YOUR GOAL:
Find each line in the records below that contains the string "person" and copy those lines out.

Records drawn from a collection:
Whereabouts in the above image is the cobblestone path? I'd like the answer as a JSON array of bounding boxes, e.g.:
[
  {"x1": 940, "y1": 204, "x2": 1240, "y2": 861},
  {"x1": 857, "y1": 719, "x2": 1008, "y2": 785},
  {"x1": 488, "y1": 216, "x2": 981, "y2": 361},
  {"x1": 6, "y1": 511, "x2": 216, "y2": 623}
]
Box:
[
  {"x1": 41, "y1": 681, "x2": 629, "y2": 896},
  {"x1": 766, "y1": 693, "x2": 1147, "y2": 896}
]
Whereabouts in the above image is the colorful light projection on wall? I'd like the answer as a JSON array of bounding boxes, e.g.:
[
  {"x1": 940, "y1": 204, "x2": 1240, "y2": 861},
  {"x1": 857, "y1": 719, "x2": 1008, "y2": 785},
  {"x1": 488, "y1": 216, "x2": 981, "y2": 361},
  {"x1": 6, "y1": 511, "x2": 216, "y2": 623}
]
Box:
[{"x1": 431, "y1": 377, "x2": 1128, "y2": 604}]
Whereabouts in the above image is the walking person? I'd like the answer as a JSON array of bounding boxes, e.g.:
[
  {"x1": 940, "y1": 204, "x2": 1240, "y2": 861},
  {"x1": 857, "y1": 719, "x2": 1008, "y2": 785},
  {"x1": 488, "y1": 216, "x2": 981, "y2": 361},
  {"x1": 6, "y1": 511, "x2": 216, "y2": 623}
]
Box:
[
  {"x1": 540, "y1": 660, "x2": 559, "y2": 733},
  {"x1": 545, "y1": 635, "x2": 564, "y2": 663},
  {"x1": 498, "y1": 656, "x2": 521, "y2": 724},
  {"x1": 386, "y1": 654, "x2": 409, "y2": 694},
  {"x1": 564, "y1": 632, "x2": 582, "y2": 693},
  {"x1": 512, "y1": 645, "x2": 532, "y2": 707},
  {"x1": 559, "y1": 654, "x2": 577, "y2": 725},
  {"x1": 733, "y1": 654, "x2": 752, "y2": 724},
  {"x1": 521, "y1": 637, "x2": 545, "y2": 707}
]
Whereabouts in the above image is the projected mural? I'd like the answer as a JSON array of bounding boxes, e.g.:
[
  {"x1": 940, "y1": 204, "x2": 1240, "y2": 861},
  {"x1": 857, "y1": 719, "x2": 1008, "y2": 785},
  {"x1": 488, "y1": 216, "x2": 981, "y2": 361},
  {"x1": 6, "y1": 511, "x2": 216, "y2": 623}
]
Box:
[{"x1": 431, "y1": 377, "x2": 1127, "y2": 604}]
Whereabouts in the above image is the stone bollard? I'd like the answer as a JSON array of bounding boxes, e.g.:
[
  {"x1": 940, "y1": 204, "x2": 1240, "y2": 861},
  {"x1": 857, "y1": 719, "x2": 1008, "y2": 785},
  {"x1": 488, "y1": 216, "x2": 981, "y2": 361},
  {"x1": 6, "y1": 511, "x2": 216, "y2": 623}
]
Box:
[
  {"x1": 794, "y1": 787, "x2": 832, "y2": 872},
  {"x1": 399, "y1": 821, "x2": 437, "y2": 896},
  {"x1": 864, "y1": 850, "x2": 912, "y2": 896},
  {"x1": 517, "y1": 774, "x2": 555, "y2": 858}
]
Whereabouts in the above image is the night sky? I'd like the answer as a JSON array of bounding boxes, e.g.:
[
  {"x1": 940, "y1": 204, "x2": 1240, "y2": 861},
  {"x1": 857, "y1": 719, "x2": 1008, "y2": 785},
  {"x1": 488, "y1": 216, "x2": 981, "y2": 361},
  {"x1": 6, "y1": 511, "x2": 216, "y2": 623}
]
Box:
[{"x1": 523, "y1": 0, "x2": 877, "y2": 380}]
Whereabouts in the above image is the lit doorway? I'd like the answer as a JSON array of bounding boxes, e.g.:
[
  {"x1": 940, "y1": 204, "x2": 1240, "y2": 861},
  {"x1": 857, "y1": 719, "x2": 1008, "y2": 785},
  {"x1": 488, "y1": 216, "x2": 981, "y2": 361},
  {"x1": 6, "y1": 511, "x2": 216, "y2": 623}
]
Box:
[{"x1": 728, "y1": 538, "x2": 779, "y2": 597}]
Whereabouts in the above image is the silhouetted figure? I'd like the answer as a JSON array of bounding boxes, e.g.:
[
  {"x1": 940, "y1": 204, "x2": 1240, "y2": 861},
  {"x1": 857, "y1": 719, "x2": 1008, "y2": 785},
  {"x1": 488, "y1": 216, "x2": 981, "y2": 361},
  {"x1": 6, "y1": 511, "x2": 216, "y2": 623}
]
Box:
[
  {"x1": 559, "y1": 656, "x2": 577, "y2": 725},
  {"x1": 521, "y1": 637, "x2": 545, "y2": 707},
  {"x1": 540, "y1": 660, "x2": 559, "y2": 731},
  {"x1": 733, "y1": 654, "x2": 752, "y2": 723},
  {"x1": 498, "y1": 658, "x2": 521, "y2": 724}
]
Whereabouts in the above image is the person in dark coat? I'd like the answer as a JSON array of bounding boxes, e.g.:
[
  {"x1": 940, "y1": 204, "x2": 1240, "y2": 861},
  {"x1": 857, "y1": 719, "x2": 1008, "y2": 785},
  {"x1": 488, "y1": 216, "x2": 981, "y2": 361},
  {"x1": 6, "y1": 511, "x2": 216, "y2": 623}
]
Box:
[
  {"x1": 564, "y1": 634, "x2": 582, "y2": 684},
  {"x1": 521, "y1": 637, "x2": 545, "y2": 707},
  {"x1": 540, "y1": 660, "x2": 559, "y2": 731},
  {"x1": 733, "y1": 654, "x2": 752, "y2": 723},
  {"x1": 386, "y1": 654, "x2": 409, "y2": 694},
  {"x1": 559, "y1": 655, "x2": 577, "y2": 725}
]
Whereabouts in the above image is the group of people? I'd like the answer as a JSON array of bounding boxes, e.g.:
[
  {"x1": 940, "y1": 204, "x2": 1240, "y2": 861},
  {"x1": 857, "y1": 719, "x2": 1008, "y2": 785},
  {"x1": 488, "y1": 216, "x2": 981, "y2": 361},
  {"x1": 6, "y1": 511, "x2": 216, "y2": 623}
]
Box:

RESULT FOR THIS TASK:
Whereabouts in the above image is the walking person? I'd like the answer as a JSON array of bounding boxes, e.g.:
Whereabouts in the above image is the person in dark coat? I'd like the answer as a JSON array of bounding boxes, e.g.:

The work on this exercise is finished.